**WORK REQUEST**
Rewrite the forum comments from "wilk916 said..." up to and including "carry much weight...", changing "in-laws" to "parents".

**TEXT**
*** Block opens ***

They also estimate that they will save on monthly expenses as their future rental will be about $1000 less per month, even with bad credit.

The contract clearly states, if they walk the bank gets the house. If this happened after 29.5 years of payments the bank would be happy as hell, now not so much. Two edged sword.

I wish them the best and don't believe they are alone.

wilk916 said...

Hus said:

"I have just met with some friends that said they have now decided to walk away."

I have gone through this exact logic with my in-laws who bought their McMansion new from the builder in 2005 (JTS's The Ranch in Wilton... what a flop). They've lost easily $200k beyond their down payment and own their own retail business so times are tough enough without renting from a bank for twice fair value. However they still feel emotionally indebted and will sacrifice their long term finances for it. I don't get it, but I'm guessing they are not alone. I don't think strategic defaults are ever going to become the norm. People just become too emotionally attached to their homes. Now, when that option ARM recasts this summer they might not have a choice, but as of now financial logic does not carry much weight...

sacramentia said...


The areas around Sac all have different personalities. Definitely rent before you buy just to make sure you like the area.

Right now 600k is a funny number in EDH. It gets you a really big tract home or an older custom home. 800k+ and you have a newer nice big home, <500k and you have all the house that should be in a tract in my opinion.

Maybe in a year today's 800k could be had for 600k. is selling most of the nice stuff these days in EDH. (disclaimer: I have not worked with her at all, just stating facts)

*** Block closes ***

**DATA FOR REVIEW**

*** Block opens ***

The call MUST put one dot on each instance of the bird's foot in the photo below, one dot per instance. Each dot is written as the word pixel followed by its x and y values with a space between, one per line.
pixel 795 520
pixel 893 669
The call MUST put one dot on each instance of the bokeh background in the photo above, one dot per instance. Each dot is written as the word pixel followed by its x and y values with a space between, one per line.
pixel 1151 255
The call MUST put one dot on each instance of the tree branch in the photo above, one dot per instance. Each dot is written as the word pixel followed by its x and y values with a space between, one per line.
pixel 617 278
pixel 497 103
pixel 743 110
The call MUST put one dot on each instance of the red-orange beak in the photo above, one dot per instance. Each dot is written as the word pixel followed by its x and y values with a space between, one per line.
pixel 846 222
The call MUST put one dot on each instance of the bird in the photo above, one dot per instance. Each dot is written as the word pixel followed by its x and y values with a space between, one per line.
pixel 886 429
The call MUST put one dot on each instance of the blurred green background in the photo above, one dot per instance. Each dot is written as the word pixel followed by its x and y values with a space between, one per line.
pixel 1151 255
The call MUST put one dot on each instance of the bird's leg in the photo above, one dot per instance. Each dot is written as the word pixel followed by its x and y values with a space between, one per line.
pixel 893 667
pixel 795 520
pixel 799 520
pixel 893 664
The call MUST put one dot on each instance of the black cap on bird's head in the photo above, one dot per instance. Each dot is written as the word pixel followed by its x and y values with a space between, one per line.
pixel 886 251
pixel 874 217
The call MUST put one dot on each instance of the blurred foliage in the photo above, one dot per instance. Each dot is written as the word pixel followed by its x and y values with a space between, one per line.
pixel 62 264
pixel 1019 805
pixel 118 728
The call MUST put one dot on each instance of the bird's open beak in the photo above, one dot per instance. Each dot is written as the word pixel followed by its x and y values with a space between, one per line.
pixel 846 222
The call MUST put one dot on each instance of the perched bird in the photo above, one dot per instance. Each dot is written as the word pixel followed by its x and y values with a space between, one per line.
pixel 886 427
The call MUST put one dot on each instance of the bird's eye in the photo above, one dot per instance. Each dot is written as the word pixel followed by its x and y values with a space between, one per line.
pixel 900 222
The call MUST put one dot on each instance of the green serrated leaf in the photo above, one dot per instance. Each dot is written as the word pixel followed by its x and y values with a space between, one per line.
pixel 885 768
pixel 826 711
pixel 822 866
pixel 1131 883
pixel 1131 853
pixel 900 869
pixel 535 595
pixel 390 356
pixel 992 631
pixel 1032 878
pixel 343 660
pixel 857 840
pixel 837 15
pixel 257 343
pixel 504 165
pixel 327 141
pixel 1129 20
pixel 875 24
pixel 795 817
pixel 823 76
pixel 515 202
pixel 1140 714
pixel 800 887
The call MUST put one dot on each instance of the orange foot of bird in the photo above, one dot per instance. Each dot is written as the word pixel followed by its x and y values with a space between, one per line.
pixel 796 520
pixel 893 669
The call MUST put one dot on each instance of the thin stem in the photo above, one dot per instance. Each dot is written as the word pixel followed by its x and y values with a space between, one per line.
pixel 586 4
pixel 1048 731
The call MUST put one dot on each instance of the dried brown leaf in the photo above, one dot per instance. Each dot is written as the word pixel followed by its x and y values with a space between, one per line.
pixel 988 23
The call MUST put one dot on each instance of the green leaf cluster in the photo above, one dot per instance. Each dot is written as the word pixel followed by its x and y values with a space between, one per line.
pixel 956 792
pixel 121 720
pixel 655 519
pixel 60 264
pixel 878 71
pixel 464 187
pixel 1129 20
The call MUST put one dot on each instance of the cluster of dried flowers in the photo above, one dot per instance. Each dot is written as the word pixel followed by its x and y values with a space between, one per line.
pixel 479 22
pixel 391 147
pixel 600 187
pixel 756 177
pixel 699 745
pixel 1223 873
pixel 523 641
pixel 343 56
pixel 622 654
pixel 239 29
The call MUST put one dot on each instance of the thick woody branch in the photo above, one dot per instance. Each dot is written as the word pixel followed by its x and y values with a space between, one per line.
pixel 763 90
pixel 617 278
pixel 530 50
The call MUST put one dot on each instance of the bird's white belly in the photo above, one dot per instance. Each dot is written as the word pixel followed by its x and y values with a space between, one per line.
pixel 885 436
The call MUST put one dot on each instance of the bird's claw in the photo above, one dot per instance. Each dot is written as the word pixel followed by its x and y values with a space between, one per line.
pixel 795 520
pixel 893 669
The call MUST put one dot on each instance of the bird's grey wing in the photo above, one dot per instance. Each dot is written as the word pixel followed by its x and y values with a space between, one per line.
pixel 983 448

*** Block closes ***
*** Block opens ***

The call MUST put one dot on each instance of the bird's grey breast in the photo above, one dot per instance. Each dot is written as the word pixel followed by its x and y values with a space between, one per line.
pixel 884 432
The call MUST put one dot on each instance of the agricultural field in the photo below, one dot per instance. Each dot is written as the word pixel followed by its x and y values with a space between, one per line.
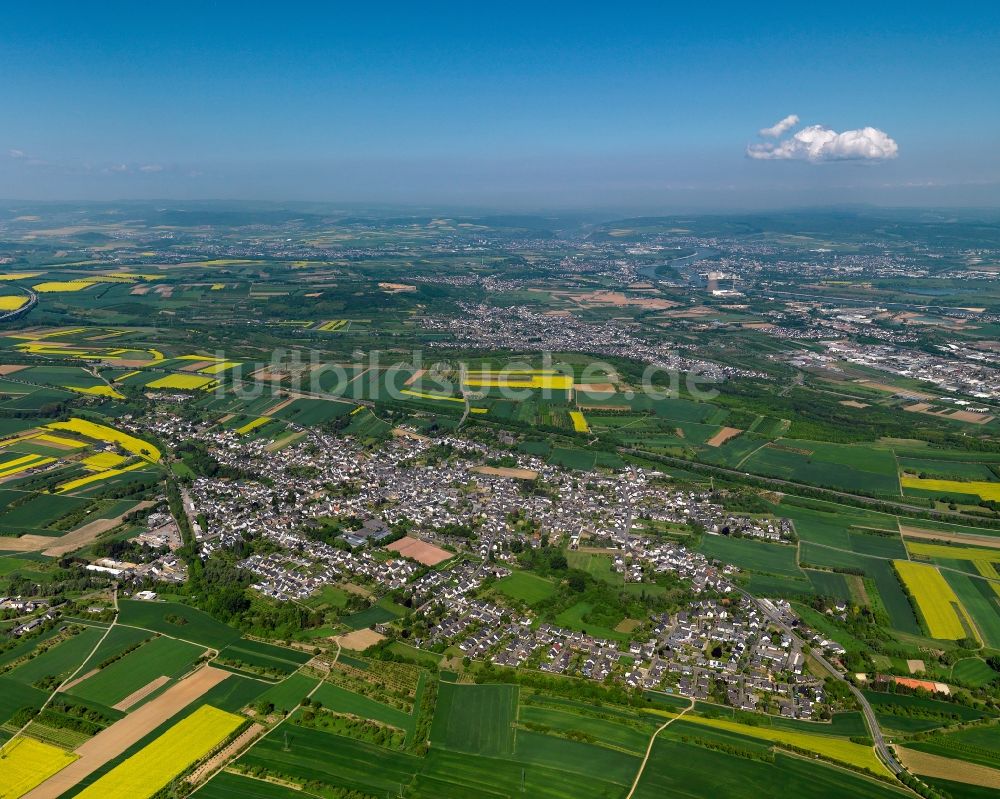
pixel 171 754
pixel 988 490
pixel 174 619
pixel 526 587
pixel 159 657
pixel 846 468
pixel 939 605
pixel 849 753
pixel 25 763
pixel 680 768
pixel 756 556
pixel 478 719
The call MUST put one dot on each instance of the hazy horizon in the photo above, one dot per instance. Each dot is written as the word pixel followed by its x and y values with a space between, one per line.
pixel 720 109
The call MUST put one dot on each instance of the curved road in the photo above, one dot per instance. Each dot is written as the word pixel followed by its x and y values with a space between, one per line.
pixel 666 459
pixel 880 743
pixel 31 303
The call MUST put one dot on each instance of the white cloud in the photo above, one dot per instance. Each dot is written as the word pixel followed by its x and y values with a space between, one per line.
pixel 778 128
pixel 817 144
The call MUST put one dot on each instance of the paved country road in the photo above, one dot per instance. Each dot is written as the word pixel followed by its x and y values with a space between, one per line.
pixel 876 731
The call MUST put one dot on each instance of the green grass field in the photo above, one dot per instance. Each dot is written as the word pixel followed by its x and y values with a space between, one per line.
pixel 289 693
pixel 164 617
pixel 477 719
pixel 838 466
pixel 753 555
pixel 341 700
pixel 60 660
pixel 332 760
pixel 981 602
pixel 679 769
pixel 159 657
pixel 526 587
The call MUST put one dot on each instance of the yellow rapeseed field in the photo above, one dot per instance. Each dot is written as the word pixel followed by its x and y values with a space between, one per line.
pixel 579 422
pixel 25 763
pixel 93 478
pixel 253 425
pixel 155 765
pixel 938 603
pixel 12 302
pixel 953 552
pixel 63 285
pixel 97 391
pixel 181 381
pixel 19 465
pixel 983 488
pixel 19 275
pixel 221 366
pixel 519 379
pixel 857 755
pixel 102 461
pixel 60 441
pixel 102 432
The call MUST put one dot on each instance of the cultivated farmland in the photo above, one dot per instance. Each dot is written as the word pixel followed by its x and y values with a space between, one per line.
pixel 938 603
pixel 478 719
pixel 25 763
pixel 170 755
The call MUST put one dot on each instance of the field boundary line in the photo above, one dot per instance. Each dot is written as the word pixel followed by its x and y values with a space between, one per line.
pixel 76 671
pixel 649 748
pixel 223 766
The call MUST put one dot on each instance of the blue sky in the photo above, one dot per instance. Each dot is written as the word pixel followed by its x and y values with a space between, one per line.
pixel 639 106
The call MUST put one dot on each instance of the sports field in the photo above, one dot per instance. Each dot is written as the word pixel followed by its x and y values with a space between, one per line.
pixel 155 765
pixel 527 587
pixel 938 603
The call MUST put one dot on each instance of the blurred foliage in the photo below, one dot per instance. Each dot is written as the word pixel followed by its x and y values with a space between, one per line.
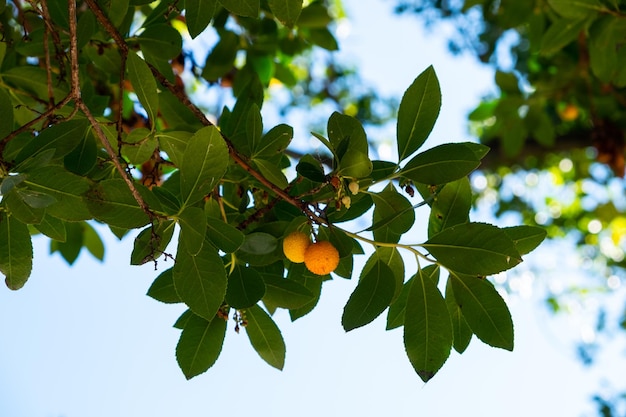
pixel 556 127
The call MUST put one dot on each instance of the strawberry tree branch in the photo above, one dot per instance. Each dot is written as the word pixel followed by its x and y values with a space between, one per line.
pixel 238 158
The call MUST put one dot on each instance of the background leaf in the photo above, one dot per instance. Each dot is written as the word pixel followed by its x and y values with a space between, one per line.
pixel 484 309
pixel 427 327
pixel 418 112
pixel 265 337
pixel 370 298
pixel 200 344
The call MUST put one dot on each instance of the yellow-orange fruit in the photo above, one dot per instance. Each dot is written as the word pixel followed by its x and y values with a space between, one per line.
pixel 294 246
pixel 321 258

*** Block closes ***

**EXPECTED OUTPUT**
wilk916 said...

Hus said:

"I have just met with some friends that said they have now decided to walk away."

I have gone through this exact logic with my parents who bought their McMansion new from the builder in 2005 (JTS's The Ranch in Wilton... what a flop). They've lost easily $200k beyond their down payment and own their own retail business so times are tough enough without renting from a bank for twice fair value. However they still feel emotionally indebted and will sacrifice their long term finances for it. I don't get it, but I'm guessing they are not alone. I don't think strategic defaults are ever going to become the norm. People just become too emotionally attached to their homes. Now, when that option ARM recasts this summer they might not have a choice, but as of now financial logic does not carry much weight...